### Work request
Each entry must be restated word for word, with nothing omitted.

*** Opening of Provided information ***

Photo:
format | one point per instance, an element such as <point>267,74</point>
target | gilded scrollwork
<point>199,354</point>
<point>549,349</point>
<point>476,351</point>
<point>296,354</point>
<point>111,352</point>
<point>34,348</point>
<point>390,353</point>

*** Close of Provided information ***

### Response below
Photo:
format | one point per instance, an element such as <point>267,74</point>
target | gilded scrollwork
<point>199,354</point>
<point>549,349</point>
<point>476,351</point>
<point>296,354</point>
<point>111,352</point>
<point>34,348</point>
<point>390,353</point>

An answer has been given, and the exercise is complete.